**Tasks to perform**
a) Decide whether each statement below agrees with the text on the French and Russian Revolutions, answering yes or no and quoting the words of the text that decide it: (i) Arthur Young found the French peasants strong and happy; (ii) Marat lived in Paris's Latin Quarter; (iii) the Prussians acted because France was allied with Austria.
b) Carry on the text about the French and Russian Revolutions, picking up after its final sentence.

**Passage given**
[START]
World Revolution Against Monarchy
The tragedy of the French and Russian Revolutions:
A warning to the uninitiated who think bloody revolutions are made by ordinary people FOR ordinary people.
."France received her revolutionary ideas without exception from England......"
Oswald Spengler, "Decline of the West" p.403
Both these revolutions were designed to and achieved the overthrow of the monarchy in France and Russia, with terrible and bloody results which no sane person could regard as beneficial to the people as a whole and were a tragic lesson to many of the chief participants, who, having helped to overthrow the restraints which underpin a stable society, became themselves the victims and were exterminated in their turn.
The French Revolution was an un-necessary tragedy because much needed reforms were on their way with the King Louis XVI attempting to oversee their progress, and the picture of the downtrodden peasantry was false and according to several English observers like Arthur Young the situation was far worse in England than in France, whose peasants Young found strong and happy.
Before we look briefly at the measures which the King tried to take, let us examine also the groups which "opposed these reforms" and why.
The Orléanistes, under the Duc d'Orléans who used his immense wealth to pay the mobs to riot and other unsavory members of the aristocracy who had for one reason or other fallen foul of the Royal Court (and in the case of the Duc who had been exiled) and wished their revenge. Some of these reserved special hatred for Marie Antoinette to whom they had made sexual overtures and had been rebuffed and they too wanted revenge.
The Subversives, both in France and from abroad, chiefly Prussia, who merely wanted to destroy everything - to quote two:
"All
memories of history, all prejudices resulting from community of interest and of
origin,
all must be renewed in France; we wish only to date from today" -
Barrère
"To
make the people happy their ideas must be reconstructed, laws must be changed,
morals must be changed,
men must be changed, things must be changed,
everything, yes, everything must be destroyed,
since everything must be re-made"
- Rabaud de Saint-Etienne.** He was one of those exterminated by
the terror they unleashed !!
The
Prussians
- because of the alliance of France with Austria through the marriage of
Marie-Antoinette to Louis XVI, who sent agents to spy and to de-stabilise
the country.
The grain
monopolisers, who cornered the market as far as they could
and thereby worsened the threat of famine caused by a bad harvest around
Paris region, thereby obstructing the King and his ministers moving
grain around to where it was short.
The
revolutionary intellectuals whose
literature went to the educated bourgoisie.
English money from unstable elements in London with whom many of the French revolutionaries met before and during the revolution. Marat lived in Soho; Danton, Brissot,Pétion, St. Huruge,Theroigne de Mericourt, Rotondo all frequented London. The Duc d'Orléans deposited between 10 and 12 million francs in London banks.
[END]
**Information supplied**
[START]
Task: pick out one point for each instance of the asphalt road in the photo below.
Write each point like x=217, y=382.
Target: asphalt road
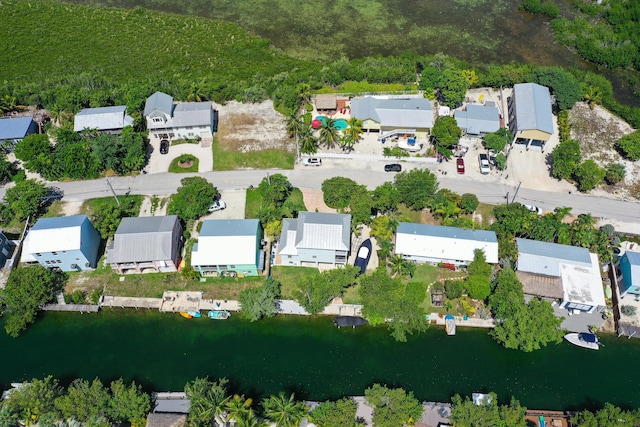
[END]
**Responses per task**
a)
(i) Yes: "whose peasants Young found strong and happy."
(ii) No: "Marat lived in Soho"
(iii) Yes: "because of the alliance of France with Austria through the marriage of Marie-Antoinette to Louis XVI"

b)
France in the early part of 1789 had moved to or was near to a very satisfactory political system which one could call "Royal democracy" and was one which the people had voted for through their representatives in all the regions. On the following three points the "cahiers de doléances" which the King had sent around the country in which the people were to list their grievances came back unanimous;
1. The French government is monarchic.
2. The person of the King is inviolable and sacred.
3. His crown is hereditary from male to male.
On the following points the great majority were agreed:
4. The king is the depository of the Executive power.
5. The agents of authority are responsible.
6. The royal sanction is necessary for the promulgation of the laws.
7. The nation makes the laws with the royal sanction.
8. The consent of the nation is necessary for loans and taxes.
9. Taxes can only be imposed from one meeting of the States-General (Parliament) to another.
10. Property is sacred.
11. Individual liberty is sacred.
"It has been said
that the Revolution was made in public opinion before it was realized in events;
that is true, but one must add that it was not the Revolution as we saw
it....
it was not by the people that the
Revolution was made in France."
- Hua, deputy of the Legislative Assembly.
Indeed as part of the tax reform the King had imposed new taxes on the "privileged classes" which further upset his enemies in that class.
So what went wrong when reforms and accord was so near?
The States-General through which the people in Paris had their representative democracy was composed of "Orléanists" who concealed their true intentions to the people (because the King was extremely popular in the proper sense of that word )and who wanted to depose the King and put the Duc d'Orléans on the throne of France. there was also the anti-monarchy faction who wanted the total abolition of the monarchy. So, when the grain crisis arose, instead of uniting together, which they would have done to solve trhat problem, they continued to argue with each other over future constitutional arrangements to suit their particular objectives.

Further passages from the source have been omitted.